PROBLEM DESCRIPTION:
Each line below needs to be restated word for word.

- - - - - - -

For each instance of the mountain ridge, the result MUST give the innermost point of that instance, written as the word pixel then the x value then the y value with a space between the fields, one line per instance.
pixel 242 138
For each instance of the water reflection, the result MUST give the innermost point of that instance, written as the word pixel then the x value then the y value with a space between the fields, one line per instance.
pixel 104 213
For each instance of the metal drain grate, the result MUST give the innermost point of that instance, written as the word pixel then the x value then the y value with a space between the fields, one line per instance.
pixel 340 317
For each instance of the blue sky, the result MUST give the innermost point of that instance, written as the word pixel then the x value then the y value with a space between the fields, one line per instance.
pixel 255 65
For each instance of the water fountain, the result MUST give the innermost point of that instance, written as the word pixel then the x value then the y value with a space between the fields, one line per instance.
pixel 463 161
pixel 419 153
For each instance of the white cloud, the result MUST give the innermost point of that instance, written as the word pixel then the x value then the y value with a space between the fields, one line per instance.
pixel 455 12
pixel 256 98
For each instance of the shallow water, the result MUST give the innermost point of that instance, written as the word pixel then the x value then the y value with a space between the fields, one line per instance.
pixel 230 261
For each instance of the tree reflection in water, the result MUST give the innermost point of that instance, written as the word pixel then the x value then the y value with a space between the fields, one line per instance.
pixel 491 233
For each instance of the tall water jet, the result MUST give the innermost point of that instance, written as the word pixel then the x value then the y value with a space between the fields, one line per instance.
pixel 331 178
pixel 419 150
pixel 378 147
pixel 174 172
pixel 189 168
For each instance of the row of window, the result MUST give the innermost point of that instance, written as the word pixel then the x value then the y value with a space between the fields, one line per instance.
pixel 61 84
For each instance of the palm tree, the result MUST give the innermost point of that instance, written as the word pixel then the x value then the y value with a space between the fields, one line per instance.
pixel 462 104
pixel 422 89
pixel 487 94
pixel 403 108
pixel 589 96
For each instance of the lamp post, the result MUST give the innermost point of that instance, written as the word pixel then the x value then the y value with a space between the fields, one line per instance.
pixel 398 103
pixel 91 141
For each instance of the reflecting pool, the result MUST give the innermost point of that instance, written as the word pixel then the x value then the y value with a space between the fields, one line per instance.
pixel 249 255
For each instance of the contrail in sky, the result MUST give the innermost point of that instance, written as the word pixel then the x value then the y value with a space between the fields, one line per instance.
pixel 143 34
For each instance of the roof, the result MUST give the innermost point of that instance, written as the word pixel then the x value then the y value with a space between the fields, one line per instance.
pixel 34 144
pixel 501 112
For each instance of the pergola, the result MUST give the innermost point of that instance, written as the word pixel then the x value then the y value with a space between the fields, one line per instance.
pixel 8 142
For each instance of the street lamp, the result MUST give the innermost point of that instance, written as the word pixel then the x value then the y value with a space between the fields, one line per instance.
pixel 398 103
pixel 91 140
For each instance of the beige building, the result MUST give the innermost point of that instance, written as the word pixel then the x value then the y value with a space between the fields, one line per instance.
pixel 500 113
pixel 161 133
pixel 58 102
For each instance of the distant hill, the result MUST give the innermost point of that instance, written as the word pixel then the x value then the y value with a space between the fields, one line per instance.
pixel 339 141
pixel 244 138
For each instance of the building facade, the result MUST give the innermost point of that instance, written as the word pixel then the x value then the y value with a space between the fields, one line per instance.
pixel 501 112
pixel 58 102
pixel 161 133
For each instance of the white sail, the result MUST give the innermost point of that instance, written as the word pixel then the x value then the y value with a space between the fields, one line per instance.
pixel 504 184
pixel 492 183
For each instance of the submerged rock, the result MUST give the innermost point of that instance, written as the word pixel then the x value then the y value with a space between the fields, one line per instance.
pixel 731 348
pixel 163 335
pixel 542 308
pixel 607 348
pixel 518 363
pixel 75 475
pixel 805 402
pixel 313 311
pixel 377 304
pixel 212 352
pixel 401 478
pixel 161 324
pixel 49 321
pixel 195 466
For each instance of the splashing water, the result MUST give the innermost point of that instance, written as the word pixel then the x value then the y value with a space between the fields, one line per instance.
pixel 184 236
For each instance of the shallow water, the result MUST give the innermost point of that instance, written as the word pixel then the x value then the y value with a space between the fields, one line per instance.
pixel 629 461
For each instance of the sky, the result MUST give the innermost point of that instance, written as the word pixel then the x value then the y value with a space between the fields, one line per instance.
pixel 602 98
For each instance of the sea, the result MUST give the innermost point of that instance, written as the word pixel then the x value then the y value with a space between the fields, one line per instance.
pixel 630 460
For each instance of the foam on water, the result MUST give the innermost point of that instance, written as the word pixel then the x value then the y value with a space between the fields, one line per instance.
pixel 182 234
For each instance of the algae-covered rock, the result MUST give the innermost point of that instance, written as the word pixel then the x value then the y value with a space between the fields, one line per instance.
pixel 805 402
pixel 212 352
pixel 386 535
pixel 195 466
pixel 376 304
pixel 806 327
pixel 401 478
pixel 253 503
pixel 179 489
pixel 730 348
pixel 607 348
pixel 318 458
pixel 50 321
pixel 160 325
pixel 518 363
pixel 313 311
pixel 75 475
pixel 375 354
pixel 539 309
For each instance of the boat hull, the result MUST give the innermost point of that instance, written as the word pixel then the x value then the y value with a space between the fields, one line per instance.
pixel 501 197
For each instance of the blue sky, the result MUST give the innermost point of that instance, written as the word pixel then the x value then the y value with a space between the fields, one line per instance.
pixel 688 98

- - - - - - -

ANSWER TO THIS EXERCISE:
For each instance of the mountain ridge, the result MUST give the innermost point of that instance, written as the word pixel then the x value then the y value with a space between the fields, one line per instance.
pixel 242 138
For each instance of the water reflection, the result MUST give the innermost point of that instance, written as the word pixel then the x value then the y value with a space between the fields, one line per instance.
pixel 104 213
For each instance of the metal drain grate, the result MUST give the innermost point of that instance, written as the word pixel then the x value then the y value with a space between the fields, one line per instance.
pixel 340 317
For each instance of the blue sky, the result MUST give the innermost point of that instance, written as the word pixel then the x value then the y value with a space between the fields, one line per instance.
pixel 255 65
For each instance of the water fountain, the result MUST give the innermost point of that instance, written as the word pixel then the x value then the y value with a space between the fields, one line per instance.
pixel 463 161
pixel 419 153
For each instance of the white cloud, the result MUST give the innermost point of that instance, written as the word pixel then the x value then the y value with a space between the fields, one line per instance.
pixel 455 12
pixel 256 98
For each instance of the shallow water, the result MUST give the innermost point of that instance, written as the word pixel then the x value then the y value with a space between the fields, one line per instance.
pixel 230 261
For each instance of the tree reflection in water, the result MUST give the innermost point of that instance, written as the word pixel then the x value then the y value with a space between the fields, one line per instance.
pixel 491 233
For each instance of the tall water jet, the result MUST give the innermost point of that instance, written as the word pixel then the x value then the y value with a space between the fields, one line per instance.
pixel 331 178
pixel 419 150
pixel 378 147
pixel 174 172
pixel 189 168
For each instance of the row of window, the result MUST give the innermost point of that instance, written as the word pixel then the x value then the y value with a space between the fields, one line per instance.
pixel 61 84
For each instance of the palm tree, the result MUST give the innermost point of that instance, written as the word pixel then the x value then the y value with a space between the fields, one line per instance.
pixel 462 104
pixel 422 89
pixel 487 94
pixel 403 108
pixel 589 96
For each instance of the lamp post, the result MUST give the innermost point of that instance, written as the word pixel then the x value then the y value with a space between the fields, one line per instance.
pixel 398 103
pixel 91 141
For each instance of the reflecting pool, the result MUST give the innermost point of that instance, written as the word pixel then the x value then the y value with a space between the fields, one line per instance.
pixel 249 255
For each instance of the contrail in sky, the result MUST give the innermost point of that instance, written as the word pixel then the x value then the y value with a space between the fields, one line per instance.
pixel 143 34
For each instance of the roof, the result MUST give the innermost point of that instance, written as the word pixel then the x value then the y value with a space between the fields, one line per instance.
pixel 34 144
pixel 501 112
For each instance of the pergola, the result MUST give the innermost point of that instance, written as the word pixel then the x value then the y value with a space between the fields, one line per instance.
pixel 8 142
For each instance of the street lamp, the result MUST give the innermost point of that instance, written as the word pixel then the x value then the y value with a space between the fields, one line per instance.
pixel 398 103
pixel 91 140
For each instance of the beige building, the result MUST give the innermost point of that instance, written as the word pixel then the x value then the y value with a space between the fields, one line per instance.
pixel 500 113
pixel 161 133
pixel 58 102
For each instance of the distant hill, the result MUST give the innermost point of that instance, written as the word pixel then the x value then the y value with a space between the fields, one line per instance.
pixel 339 141
pixel 244 138
For each instance of the building facade, the result MUST give the innermost point of that instance, written as the word pixel then the x value then the y value with a space between the fields, one line per instance.
pixel 501 112
pixel 58 102
pixel 161 133
For each instance of the white sail, the result MUST give the innermost point of that instance, written as the word pixel then the x value then the y value with a space between the fields, one line per instance.
pixel 504 184
pixel 492 183
For each instance of the submerged rock, the result MUST give the innermost point of that instance, written as the word pixel then the x value then the y value with a space between the fields, one line per instance.
pixel 731 348
pixel 163 335
pixel 542 308
pixel 607 348
pixel 518 363
pixel 75 475
pixel 805 402
pixel 313 311
pixel 377 304
pixel 212 352
pixel 401 478
pixel 161 324
pixel 49 321
pixel 195 466
For each instance of the splashing water, the result MUST give the innermost point of that instance, written as the word pixel then the x value then the y value with a space between the fields, one line per instance.
pixel 184 236
For each instance of the shallow water, the result MUST give the innermost point of that instance, written as the word pixel then the x value then the y value with a space between the fields, one line per instance.
pixel 629 461
For each instance of the sky, the result MUST give the innermost point of that instance, written as the word pixel then the x value then the y value with a space between the fields, one line per instance.
pixel 602 98
For each instance of the sea, the result MUST give the innermost point of that instance, written as the word pixel then the x value then the y value with a space between the fields, one line per instance.
pixel 630 460
For each instance of the foam on water, the result MUST give the innermost point of that instance, written as the word pixel then the x value then the y value with a space between the fields, one line per instance.
pixel 182 234
For each instance of the algae-covered rock, the result MUST give the innermost point of that instance, written as the word pixel then the x value then the y value with a space between the fields, one line per instance.
pixel 805 402
pixel 212 352
pixel 386 535
pixel 195 466
pixel 376 304
pixel 806 327
pixel 401 478
pixel 253 503
pixel 179 489
pixel 730 348
pixel 607 348
pixel 318 458
pixel 50 321
pixel 160 325
pixel 518 363
pixel 313 311
pixel 75 475
pixel 375 354
pixel 539 309
For each instance of the boat hull, the result MUST give the innermost point of that instance, written as the word pixel then the x value then the y value with a space between the fields, one line per instance.
pixel 501 197
For each instance of the blue sky, the result MUST give the innermost point of that instance, written as the word pixel then the x value then the y value with a space between the fields, one line per instance.
pixel 688 98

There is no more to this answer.